[Given text]
Clustering of Liquid Chromatography Tandem Mass-Spectrometry Data for Peptide Analysis

Beer, I.2, Barnea, E.1, Ziv, T.1, and Admon, A.1
1 The Smoler Protein Center, Department of Biology, Technion
2 IBM Research Laboratory, Haifa, Israel

Abstract
Liquid chromatography (LC) and tandem mass spectrometry (MS/MS) are commonly combined for analysis and comparison of complex peptide mixtures such as obtained during proteome analysis. The resulting datasets include very large amounts of data combining the full mass spectrum of the peptides and the ms/ms data of selected peptides. A typical mass spectrometer produces hundreds of MS and MS/MS spectra in one run. Even in small-scale proteomics projects, dozens of LC-MS/MS analyses with tens of thousands mass spectra of peptides can be generated, which is beyond the analysis capacity of a human being. The existing peptide identification computer programs only provide a partial solution. We show here how the clustering of similar spectra from multiple LC-MS/MS runs helps manage these data and discover interesting properties of the peptides, the peptide mixtures, and the cells from which the peptides originated. Clustering-based operations contribute to peptide identification by improving spectra quality and providing decision-supporting information. Clustering also facilitates the comparison of peptide mixtures, alleviating the need to identify individual peptides beforehand. In addition, it can be used to correlate the retention time scales of multiple LC runs and to predict peptide retention times from peptide sequences. We implemented the clustering-based methods in a software tool, Pep-Miner. Using the tool, we catalogued the repertoires of MHC Class-I peptides displayed by various human cancer cell types and discovered several cancer-specific peptide candidates for immunotherapy. The methods, however, are not limited to these applications and have the potential to be used for general proteomics.
[/Given text]
[Available data]
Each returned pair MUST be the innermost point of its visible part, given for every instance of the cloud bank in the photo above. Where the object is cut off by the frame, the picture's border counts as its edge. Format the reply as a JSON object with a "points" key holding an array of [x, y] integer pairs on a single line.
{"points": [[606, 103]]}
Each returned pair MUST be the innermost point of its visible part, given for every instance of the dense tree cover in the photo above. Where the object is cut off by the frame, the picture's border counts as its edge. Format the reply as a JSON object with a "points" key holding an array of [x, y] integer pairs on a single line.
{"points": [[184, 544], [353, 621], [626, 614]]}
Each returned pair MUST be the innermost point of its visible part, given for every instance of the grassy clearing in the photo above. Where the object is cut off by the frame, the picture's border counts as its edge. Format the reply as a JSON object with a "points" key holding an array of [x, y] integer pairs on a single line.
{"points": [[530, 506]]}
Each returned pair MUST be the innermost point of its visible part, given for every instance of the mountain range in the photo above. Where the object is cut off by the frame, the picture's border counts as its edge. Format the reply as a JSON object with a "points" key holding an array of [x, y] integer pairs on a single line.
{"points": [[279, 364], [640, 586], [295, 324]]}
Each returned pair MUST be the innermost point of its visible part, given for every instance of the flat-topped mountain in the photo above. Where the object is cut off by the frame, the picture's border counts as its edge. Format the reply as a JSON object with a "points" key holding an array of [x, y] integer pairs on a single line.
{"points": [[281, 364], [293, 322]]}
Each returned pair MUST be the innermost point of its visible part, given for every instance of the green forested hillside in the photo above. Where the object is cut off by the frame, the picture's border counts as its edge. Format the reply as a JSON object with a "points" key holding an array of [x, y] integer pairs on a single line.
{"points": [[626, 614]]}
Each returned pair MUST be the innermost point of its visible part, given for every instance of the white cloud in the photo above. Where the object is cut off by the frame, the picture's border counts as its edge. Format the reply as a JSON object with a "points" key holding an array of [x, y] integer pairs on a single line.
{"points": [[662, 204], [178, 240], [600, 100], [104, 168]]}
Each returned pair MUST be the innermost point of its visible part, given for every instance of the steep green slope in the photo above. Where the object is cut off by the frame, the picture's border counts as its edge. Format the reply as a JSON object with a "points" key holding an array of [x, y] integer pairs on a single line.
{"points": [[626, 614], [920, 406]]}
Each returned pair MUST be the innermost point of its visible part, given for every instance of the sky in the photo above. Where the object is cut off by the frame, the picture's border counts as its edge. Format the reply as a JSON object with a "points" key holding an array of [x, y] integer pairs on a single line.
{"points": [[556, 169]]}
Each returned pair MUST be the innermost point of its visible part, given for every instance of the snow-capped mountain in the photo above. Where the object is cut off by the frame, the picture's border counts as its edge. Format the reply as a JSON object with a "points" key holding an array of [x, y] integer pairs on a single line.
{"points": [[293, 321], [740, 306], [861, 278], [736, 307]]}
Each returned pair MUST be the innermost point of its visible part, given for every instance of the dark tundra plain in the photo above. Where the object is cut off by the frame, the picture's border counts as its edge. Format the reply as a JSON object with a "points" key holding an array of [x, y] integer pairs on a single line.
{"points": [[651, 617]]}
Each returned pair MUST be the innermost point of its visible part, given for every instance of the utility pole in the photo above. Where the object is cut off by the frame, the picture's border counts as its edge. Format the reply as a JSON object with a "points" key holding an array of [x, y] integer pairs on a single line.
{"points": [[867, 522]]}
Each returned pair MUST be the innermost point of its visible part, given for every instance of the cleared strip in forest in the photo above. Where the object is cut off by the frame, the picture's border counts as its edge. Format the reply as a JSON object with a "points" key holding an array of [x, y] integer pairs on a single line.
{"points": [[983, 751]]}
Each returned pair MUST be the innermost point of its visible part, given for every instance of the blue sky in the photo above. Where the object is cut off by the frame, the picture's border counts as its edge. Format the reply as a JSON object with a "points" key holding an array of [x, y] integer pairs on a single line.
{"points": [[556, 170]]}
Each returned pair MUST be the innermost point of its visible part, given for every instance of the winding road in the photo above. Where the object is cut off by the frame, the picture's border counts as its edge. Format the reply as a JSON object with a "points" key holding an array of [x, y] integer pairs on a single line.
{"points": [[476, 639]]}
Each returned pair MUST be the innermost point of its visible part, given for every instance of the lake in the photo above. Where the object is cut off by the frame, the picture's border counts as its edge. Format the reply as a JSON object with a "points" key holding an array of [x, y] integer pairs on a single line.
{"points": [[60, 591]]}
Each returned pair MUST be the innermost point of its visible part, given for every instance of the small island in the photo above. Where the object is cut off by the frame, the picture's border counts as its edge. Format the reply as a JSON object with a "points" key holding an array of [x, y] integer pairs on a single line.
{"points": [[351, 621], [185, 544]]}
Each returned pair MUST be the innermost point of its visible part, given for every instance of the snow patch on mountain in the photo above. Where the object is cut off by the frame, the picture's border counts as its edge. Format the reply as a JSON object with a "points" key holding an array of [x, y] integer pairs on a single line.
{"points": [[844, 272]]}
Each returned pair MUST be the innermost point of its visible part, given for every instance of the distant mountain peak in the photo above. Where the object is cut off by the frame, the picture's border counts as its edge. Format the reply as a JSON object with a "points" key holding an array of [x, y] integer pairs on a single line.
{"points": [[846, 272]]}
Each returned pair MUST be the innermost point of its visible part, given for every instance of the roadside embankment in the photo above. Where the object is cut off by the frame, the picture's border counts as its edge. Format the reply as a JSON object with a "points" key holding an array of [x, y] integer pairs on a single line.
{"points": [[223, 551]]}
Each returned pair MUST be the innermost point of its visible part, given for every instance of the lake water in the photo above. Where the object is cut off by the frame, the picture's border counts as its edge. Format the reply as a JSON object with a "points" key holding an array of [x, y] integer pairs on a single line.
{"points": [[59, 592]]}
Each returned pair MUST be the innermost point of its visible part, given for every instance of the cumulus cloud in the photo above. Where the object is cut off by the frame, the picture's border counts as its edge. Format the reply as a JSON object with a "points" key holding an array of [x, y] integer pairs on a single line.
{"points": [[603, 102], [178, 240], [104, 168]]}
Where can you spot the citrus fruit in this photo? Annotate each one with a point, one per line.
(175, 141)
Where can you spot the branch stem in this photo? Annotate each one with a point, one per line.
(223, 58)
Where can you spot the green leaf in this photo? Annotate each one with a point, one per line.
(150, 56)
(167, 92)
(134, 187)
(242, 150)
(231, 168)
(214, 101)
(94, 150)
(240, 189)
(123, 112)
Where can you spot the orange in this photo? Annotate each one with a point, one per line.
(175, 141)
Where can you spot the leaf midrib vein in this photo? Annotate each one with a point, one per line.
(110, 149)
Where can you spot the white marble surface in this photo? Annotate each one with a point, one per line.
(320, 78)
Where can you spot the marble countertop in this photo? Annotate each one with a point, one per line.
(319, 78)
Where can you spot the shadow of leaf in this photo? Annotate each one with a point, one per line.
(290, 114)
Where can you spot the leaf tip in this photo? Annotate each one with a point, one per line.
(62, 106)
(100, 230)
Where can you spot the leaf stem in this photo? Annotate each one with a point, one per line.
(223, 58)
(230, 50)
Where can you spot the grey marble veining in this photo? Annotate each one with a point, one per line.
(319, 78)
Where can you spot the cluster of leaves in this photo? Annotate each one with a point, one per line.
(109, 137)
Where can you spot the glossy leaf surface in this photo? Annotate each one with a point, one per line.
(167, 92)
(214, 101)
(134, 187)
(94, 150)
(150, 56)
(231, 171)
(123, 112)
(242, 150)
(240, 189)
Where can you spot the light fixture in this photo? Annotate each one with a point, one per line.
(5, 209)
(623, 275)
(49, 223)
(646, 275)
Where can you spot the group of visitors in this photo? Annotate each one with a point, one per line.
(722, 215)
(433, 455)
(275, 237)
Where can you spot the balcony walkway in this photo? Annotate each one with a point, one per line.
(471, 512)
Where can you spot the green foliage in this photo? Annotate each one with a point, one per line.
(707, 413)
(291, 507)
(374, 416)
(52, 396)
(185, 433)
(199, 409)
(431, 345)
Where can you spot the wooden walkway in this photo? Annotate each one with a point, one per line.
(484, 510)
[/Available data]
[Work order 1]: According to the abstract on clustering mass-spectrometry data, why is a human unable to analyze the LC-MS/MS output even in small-scale proteomics projects?
[Work order 2]: Can you rewrite the paragraph of the abstract on clustering mass-spectrometry data that begins "Liquid chromatography (LC) and tandem mass spectrometry" as a brief bulleted list that keeps its main facts?
[Work order 3]:
Answer these questions about the abstract on clustering mass-spectrometry data, one answer per line:
(a) What affiliation is given for Beer?
(b) What is the name of the software tool in which the clustering-based methods were implemented?
(c) Which peptides did the authors catalogue using that tool?

[Response 1]: Even small projects can generate dozens of LC-MS/MS analyses containing tens of thousands of peptide mass spectra, because a typical mass spectrometer produces hundreds of MS and MS/MS spectra in one run. That volume is beyond the analysis capacity of a human being.

[Response 2]:
- LC and MS/MS are combined to analyze and compare complex peptide mixtures, such as those from proteome analysis.
- A typical mass spectrometer produces hundreds of MS and MS/MS spectra per run. Even small projects yield tens of thousands of spectra, which is too many for a human to analyze.
- Existing peptide identification programs solve the problem only partly.
- Clustering similar spectra from multiple runs helps manage the data. It also reveals properties of the peptides, the mixtures, and their source cells.
- Clustering aids identification by improving spectra quality and supplying decision-supporting information.
- It allows peptide mixtures to be compared without first identifying individual peptides.
- It can correlate retention time scales across LC runs and predict retention times from peptide sequences.
- The methods were implemented in the software tool Pep-Miner.
- Using Pep-Miner, the authors catalogued MHC Class-I peptides from various human cancer cell types and found several cancer-specific candidates for immunotherapy.
- The methods could also be used for general proteomics.

[Response 3]:
(a) IBM Research Laboratory, Haifa, Israel
(b) Pep-Miner
(c) The repertoires of MHC Class-I peptides displayed by various human cancer cell types